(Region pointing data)
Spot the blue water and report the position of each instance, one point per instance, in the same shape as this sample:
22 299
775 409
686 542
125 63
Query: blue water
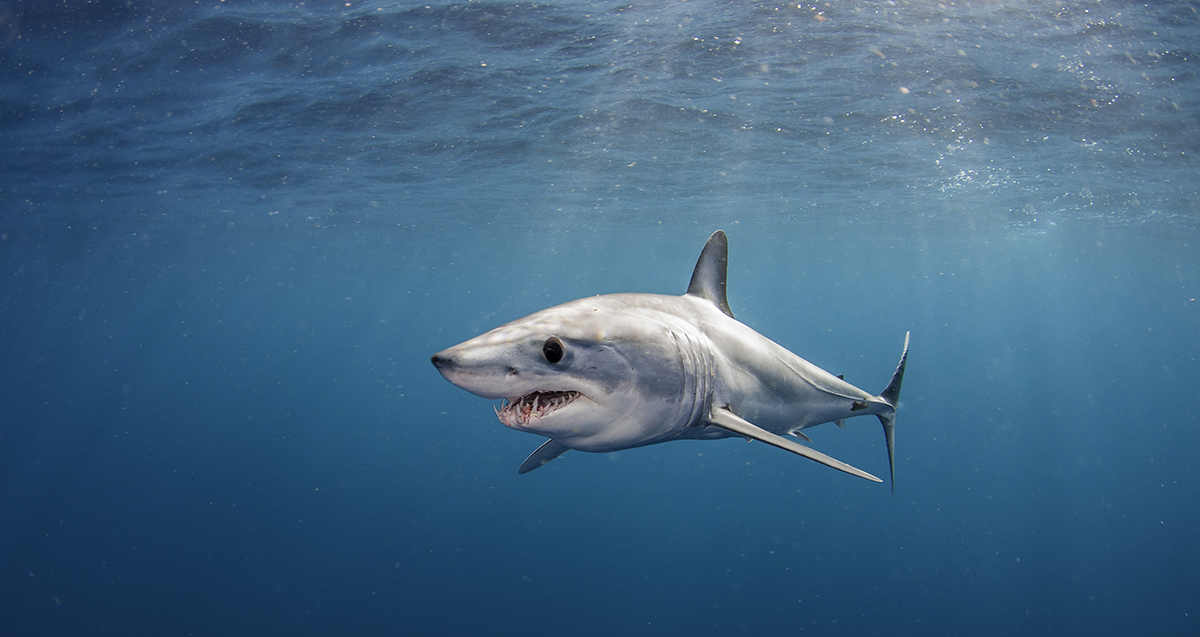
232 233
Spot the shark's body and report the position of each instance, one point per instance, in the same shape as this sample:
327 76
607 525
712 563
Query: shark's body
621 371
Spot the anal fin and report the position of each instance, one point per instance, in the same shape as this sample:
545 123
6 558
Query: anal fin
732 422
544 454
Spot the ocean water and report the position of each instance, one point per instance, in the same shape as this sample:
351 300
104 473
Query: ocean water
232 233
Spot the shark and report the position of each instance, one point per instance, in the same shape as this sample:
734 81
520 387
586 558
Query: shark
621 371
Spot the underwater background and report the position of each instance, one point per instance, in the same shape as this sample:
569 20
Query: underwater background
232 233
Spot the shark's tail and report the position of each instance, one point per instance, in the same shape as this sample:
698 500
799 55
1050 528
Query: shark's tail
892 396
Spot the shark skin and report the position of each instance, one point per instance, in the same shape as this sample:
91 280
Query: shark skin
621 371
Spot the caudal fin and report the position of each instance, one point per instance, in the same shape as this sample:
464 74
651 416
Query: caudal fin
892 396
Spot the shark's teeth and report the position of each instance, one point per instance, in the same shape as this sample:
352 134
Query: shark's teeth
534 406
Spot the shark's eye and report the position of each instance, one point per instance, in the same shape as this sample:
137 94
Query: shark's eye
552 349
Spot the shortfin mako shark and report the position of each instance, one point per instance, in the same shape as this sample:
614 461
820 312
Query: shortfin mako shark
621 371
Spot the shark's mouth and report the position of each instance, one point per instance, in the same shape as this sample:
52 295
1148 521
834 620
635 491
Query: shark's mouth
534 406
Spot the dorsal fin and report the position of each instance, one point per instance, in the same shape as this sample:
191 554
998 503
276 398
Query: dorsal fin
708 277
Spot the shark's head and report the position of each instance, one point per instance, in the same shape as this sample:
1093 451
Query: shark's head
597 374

...

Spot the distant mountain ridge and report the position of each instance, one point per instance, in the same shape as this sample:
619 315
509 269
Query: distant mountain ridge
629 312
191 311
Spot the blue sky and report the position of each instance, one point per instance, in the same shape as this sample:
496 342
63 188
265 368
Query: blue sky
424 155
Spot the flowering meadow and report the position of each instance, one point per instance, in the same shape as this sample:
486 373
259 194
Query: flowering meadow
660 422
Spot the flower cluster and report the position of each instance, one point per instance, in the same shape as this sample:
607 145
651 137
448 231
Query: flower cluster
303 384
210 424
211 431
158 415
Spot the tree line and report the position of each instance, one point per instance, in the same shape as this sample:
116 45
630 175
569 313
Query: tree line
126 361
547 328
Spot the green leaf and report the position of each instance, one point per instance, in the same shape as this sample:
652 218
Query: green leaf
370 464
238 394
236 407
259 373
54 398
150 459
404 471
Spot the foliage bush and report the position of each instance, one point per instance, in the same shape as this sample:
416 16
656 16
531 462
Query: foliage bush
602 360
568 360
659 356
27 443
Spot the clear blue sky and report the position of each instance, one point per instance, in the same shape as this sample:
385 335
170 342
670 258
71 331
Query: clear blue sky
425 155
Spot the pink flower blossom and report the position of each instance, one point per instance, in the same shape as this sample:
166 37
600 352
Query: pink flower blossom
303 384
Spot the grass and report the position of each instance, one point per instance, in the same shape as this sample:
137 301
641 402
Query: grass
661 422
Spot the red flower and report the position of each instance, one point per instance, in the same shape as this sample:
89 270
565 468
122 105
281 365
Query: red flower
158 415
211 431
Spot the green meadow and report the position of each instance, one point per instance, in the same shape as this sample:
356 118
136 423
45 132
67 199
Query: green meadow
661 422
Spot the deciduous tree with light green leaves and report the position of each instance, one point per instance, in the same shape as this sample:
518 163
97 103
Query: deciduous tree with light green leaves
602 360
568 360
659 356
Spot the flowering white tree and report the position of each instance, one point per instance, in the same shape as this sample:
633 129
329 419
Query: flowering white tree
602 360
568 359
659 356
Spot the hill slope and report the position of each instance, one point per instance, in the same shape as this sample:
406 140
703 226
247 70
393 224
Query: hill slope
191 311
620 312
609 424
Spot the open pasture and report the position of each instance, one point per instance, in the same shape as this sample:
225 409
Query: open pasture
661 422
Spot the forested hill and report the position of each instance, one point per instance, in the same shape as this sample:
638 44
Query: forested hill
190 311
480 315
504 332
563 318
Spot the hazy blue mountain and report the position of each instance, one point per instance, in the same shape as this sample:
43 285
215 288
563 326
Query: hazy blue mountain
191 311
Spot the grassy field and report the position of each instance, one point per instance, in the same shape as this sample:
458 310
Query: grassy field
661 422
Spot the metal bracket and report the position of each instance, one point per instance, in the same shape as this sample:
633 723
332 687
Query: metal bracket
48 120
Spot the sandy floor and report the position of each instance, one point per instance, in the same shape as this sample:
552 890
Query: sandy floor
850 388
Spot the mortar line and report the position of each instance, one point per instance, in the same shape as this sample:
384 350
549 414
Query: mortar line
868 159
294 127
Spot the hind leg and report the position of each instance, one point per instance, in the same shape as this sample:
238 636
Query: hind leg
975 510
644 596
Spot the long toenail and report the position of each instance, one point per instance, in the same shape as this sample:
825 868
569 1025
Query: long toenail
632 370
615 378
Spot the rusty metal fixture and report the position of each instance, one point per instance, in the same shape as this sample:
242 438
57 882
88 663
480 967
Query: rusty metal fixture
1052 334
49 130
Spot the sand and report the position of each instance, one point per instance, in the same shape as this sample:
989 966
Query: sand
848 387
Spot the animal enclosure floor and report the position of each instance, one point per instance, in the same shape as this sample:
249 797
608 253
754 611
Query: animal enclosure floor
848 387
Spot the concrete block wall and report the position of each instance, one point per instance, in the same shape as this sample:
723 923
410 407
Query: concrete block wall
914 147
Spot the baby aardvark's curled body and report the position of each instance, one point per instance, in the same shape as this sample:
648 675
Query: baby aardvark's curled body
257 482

...

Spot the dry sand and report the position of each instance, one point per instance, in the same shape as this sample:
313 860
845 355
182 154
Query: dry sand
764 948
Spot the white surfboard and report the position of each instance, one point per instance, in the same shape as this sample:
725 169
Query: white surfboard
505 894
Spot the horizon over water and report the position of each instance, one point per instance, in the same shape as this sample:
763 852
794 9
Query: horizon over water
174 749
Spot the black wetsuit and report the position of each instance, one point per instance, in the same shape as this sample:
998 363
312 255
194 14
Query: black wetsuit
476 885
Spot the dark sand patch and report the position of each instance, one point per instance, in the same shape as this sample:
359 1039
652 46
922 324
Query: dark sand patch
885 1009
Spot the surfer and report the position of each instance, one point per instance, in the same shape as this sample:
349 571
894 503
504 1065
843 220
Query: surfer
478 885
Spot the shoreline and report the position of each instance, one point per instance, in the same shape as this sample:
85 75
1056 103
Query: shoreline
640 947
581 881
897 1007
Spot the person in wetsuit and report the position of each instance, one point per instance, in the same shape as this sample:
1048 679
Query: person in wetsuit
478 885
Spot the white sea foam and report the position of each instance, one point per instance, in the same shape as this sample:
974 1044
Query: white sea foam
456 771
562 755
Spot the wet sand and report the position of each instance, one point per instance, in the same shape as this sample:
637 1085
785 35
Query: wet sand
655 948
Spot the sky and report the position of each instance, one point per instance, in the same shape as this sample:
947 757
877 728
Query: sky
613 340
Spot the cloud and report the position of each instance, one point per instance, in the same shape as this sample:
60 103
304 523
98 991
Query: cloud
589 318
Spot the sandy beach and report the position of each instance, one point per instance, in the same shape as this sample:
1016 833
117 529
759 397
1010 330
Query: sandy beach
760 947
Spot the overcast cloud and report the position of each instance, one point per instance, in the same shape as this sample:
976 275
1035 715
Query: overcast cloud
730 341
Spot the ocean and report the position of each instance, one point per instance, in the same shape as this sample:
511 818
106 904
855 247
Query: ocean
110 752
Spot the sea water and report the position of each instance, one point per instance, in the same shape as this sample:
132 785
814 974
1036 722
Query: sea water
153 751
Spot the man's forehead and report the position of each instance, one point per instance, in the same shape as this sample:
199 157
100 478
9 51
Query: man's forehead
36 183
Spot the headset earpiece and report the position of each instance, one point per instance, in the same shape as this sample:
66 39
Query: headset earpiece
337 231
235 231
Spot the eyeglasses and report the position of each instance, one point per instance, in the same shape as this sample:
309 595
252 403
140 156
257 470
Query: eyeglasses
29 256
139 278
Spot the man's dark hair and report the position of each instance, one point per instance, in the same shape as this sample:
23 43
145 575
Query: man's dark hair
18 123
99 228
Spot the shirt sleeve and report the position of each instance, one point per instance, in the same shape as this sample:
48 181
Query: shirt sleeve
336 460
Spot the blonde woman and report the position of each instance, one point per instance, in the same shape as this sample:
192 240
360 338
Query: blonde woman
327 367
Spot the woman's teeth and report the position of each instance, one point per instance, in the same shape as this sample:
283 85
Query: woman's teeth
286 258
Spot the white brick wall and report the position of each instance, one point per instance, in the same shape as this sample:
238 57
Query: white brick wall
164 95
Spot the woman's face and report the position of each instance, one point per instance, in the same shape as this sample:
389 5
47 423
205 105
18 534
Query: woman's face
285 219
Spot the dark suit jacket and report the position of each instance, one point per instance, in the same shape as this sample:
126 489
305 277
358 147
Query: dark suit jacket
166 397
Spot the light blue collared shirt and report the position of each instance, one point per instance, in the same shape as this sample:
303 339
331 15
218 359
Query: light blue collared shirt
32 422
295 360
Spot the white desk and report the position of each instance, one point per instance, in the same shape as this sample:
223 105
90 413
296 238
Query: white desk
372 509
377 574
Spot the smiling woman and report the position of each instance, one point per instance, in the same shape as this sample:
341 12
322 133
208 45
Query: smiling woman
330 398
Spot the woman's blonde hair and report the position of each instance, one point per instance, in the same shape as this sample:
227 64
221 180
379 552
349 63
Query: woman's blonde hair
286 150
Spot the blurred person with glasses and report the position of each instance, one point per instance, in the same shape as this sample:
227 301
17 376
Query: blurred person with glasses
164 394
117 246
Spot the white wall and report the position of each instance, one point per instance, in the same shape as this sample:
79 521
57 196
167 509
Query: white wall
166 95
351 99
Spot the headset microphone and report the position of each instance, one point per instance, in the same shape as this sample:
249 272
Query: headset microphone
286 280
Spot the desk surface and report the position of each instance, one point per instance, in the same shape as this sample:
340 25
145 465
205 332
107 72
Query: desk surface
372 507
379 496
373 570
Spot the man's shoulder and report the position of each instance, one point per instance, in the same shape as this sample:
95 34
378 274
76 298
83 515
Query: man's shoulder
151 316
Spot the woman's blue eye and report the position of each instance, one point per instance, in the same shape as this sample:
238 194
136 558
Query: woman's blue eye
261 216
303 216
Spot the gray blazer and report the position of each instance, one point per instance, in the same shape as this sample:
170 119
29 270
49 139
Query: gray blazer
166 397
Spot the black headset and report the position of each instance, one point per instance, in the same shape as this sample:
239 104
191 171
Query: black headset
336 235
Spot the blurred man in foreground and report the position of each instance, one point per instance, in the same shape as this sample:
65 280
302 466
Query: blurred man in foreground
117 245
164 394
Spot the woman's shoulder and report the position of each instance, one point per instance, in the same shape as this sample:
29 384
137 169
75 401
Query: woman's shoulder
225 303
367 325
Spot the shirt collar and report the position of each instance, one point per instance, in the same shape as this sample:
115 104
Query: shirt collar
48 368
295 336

** Your assignment **
There is a run of lines above from the one with "Spot the anal" to the one with "Spot the shark and"; print exactly that run, both ends included, and nothing else.

** Solved exercise **
Spot the anal fin and report the position of each instance, one point per instance, in the same shape as this sample:
545 123
6 558
Query: anal fin
732 422
544 454
Spot the ocean water and report the position of each instance, one point per instance, in the same shape as this sample:
351 300
104 473
Query: ocean water
232 233
Spot the shark and report the position of each instance, one point per instance, in the same shape as this sample:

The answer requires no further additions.